**INSTRUCTIONS TO FOLLOW**
Write out the data exactly, please, and omit the pictures.

**SUPPLIED MATERIAL**
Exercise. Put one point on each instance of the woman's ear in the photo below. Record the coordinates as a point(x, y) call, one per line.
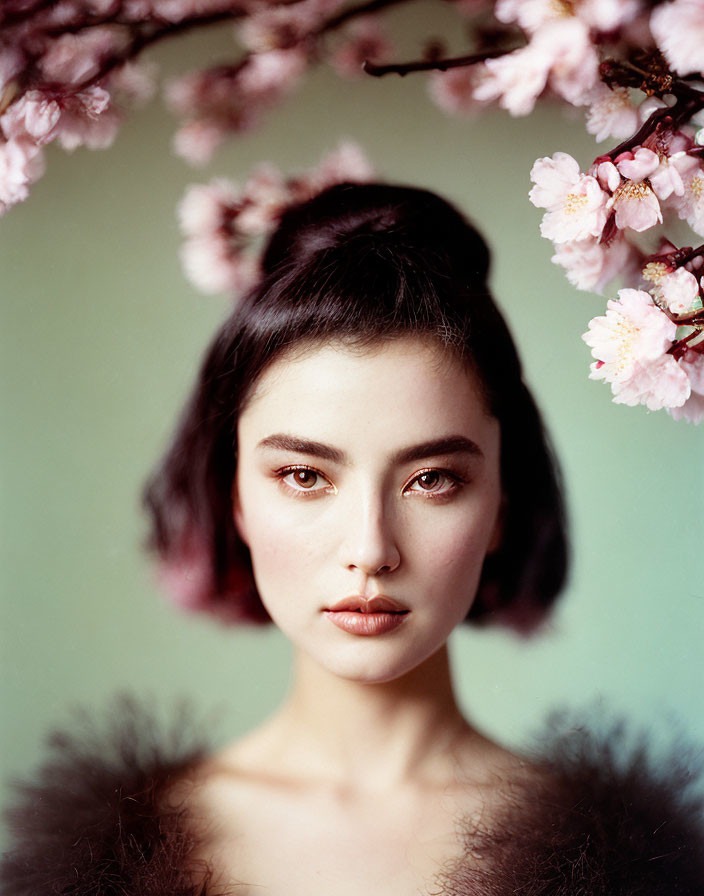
point(237, 516)
point(498, 531)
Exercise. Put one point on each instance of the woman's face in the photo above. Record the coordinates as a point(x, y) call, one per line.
point(368, 474)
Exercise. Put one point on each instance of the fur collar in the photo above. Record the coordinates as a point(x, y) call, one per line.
point(589, 822)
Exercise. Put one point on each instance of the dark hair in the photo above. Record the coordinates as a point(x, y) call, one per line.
point(361, 263)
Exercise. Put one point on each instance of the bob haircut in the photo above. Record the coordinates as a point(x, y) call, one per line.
point(359, 264)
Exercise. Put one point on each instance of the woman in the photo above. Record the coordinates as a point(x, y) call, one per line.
point(362, 464)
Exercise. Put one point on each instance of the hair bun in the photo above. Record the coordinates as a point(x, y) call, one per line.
point(348, 214)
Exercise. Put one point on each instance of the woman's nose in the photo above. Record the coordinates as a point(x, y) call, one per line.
point(370, 543)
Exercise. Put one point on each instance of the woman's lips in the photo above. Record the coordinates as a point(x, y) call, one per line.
point(362, 616)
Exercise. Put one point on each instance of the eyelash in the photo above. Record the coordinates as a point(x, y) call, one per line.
point(455, 482)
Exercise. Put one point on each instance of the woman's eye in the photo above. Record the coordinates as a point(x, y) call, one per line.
point(433, 482)
point(304, 479)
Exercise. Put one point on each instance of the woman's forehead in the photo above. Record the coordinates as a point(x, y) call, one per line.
point(406, 388)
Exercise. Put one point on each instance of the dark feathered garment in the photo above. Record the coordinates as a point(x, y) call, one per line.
point(586, 822)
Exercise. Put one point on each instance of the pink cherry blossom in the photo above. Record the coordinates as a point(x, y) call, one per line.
point(611, 113)
point(574, 201)
point(639, 165)
point(213, 265)
point(282, 27)
point(690, 205)
point(530, 15)
point(591, 265)
point(636, 206)
point(560, 52)
point(607, 15)
point(76, 58)
point(85, 118)
point(453, 91)
point(515, 80)
point(658, 384)
point(679, 290)
point(203, 207)
point(678, 29)
point(667, 179)
point(35, 115)
point(274, 72)
point(633, 332)
point(197, 141)
point(608, 176)
point(693, 408)
point(12, 62)
point(264, 197)
point(365, 41)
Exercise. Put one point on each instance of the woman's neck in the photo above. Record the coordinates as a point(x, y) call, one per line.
point(376, 735)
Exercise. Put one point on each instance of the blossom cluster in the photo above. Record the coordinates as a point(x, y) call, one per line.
point(224, 225)
point(70, 70)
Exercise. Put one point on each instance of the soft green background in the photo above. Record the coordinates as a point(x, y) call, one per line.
point(101, 337)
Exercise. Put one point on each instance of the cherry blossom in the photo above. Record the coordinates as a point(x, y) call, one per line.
point(636, 206)
point(574, 201)
point(21, 163)
point(560, 53)
point(679, 291)
point(660, 384)
point(690, 205)
point(70, 71)
point(638, 165)
point(454, 91)
point(678, 29)
point(366, 41)
point(633, 333)
point(693, 408)
point(223, 224)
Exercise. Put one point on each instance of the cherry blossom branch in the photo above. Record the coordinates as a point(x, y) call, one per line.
point(428, 65)
point(353, 12)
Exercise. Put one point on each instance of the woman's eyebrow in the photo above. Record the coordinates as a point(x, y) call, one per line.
point(303, 446)
point(433, 448)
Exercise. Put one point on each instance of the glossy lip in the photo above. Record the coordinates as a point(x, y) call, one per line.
point(358, 604)
point(367, 616)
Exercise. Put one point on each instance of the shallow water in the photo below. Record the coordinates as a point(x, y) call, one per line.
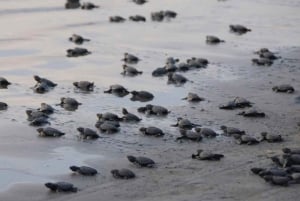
point(33, 41)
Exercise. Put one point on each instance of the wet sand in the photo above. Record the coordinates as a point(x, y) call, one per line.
point(34, 42)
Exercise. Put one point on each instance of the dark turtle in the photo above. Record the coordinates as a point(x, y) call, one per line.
point(161, 71)
point(130, 71)
point(252, 113)
point(213, 40)
point(239, 29)
point(122, 174)
point(33, 114)
point(61, 187)
point(49, 83)
point(185, 124)
point(157, 16)
point(40, 121)
point(271, 138)
point(88, 6)
point(77, 51)
point(207, 155)
point(192, 97)
point(156, 110)
point(206, 132)
point(262, 62)
point(49, 132)
point(45, 108)
point(84, 85)
point(72, 4)
point(77, 39)
point(84, 170)
point(245, 139)
point(174, 78)
point(286, 88)
point(152, 131)
point(3, 106)
point(169, 14)
point(4, 83)
point(277, 180)
point(129, 117)
point(228, 131)
point(142, 96)
point(139, 2)
point(118, 90)
point(130, 58)
point(108, 116)
point(87, 133)
point(137, 18)
point(141, 161)
point(190, 135)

**EXPECTED OUTPUT**
Exercise. Put one point on each instance of the woman's ear in the photo below. Record the coordinates as a point(x, y) call, one per line.
point(237, 516)
point(498, 531)
Exercise. Put one point on each instance of the woman's face in the photo above. Record the coordinates as a point(x, y) call, one per line.
point(368, 474)
Exercise. Put one point on each instance of the fur collar in the photo above. Record the coordinates as a point(x, y) call, one per line.
point(589, 822)
Exercise. Put one point on each instance of the dark hair in the photo above. Record the coordinates as a point(x, y) call, one per line.
point(361, 263)
Exercise. Put one point on each instance of the bob haircut in the photo above. Record the coordinates as a point(x, y) call, one per line.
point(359, 264)
Exercise. Put one point on each instance of the woman in the photo above. Record the coordinates as a point(x, y) call, one per line.
point(362, 464)
Exercise. Put one point on each instance of the hair bun in the photo above. Record the coordinates as a point(x, y) call, one per line.
point(348, 214)
Exercise. Put one point on each instance of the woman's nose in the photo above. Record the coordinates as a point(x, y) call, one per line.
point(370, 543)
Exercise. Put one point on each instance of the woman's lips in the photo above. Record the coordinates as a point(x, y) call, one per line.
point(362, 616)
Exercise. Put one point on each instance of the eyelash in the photo above. Record the coordinates as a point(x, y) call, one per line.
point(455, 482)
Exercise. Put one point on each instance of the woman's eye in the photo above. Record the coordinates as a point(x, y) call, one per line.
point(433, 482)
point(304, 479)
Exercise. Put one point on each instance of the woman's forehead in the photo above. Record the coordinates as a point(x, y) call, one per line.
point(406, 388)
Exercise. Put one point on each instance of the dark feathered garment in the photo above. Record the coordinates as a point(x, y) call, one per line.
point(586, 822)
Exercise. Put one point on each instance of the pink cherry blossom in the photo above. Record the coordinates as a point(x, y) call, one per line.
point(611, 113)
point(574, 201)
point(639, 165)
point(213, 265)
point(282, 27)
point(690, 205)
point(530, 15)
point(591, 265)
point(636, 206)
point(560, 52)
point(607, 15)
point(76, 58)
point(85, 118)
point(453, 91)
point(515, 80)
point(658, 384)
point(679, 290)
point(203, 207)
point(678, 29)
point(667, 179)
point(35, 115)
point(274, 72)
point(633, 332)
point(197, 141)
point(608, 176)
point(693, 408)
point(12, 62)
point(264, 197)
point(365, 41)
Exercise. Put one point on each instance of the woman's neck in the photo above. Record the coordinates as a point(x, y) call, one per line.
point(376, 735)
Exercise. Put one point on each instance of the blossom cluster in the photo above. Record the coordinates as a point(x, y) call, one per line.
point(224, 225)
point(70, 70)
Exercise. Put one point on each instance of the soft green background in the photo above. Record the coordinates as a point(x, y) call, one per line.
point(101, 337)
Exercise. Put one point on each instance of the cherry blossom in the photo above. Record the coordinates as a point(x, y) call, one per line.
point(636, 206)
point(574, 201)
point(21, 163)
point(560, 53)
point(679, 291)
point(660, 384)
point(690, 205)
point(70, 71)
point(638, 165)
point(454, 91)
point(678, 29)
point(366, 41)
point(633, 333)
point(693, 408)
point(223, 224)
Exercise. Put one point on each instance of the cherry blossom branch in the photo above. Record the coordinates as a point(x, y) call, one per line.
point(428, 65)
point(353, 12)
Exercise. Put one point on each instance of the woman's eyebrow in the photo above. Record the coordinates as a point(x, y) call, one per line.
point(303, 446)
point(433, 448)
Exercise. Put one point on each instance of the glossy lip in the photo above. Record the coordinates as a point(x, y) call, one per line.
point(358, 604)
point(367, 616)
Exercise. Put one point on each instance of the shallow water in the photo below. Record the coordinates as a point(x, y) call, one per line.
point(33, 41)
Exercise. Put one point on each instance of the wet sand in the photo above. Record the coordinates as a point(x, y) call, one per line.
point(34, 42)
Exercise. Put one point on each instance of the dark turtle in the photo above. Record the coordinates as a point(x, y) call, one per line.
point(161, 71)
point(130, 71)
point(252, 113)
point(213, 40)
point(239, 29)
point(122, 174)
point(33, 114)
point(61, 187)
point(49, 83)
point(185, 124)
point(157, 16)
point(40, 121)
point(271, 138)
point(88, 6)
point(77, 51)
point(207, 155)
point(192, 97)
point(156, 110)
point(206, 132)
point(262, 62)
point(49, 132)
point(45, 108)
point(84, 85)
point(72, 4)
point(77, 39)
point(84, 170)
point(245, 139)
point(174, 78)
point(286, 88)
point(152, 131)
point(3, 106)
point(169, 14)
point(4, 83)
point(277, 180)
point(129, 117)
point(228, 131)
point(142, 96)
point(139, 2)
point(118, 90)
point(130, 58)
point(108, 116)
point(87, 133)
point(137, 18)
point(141, 161)
point(190, 135)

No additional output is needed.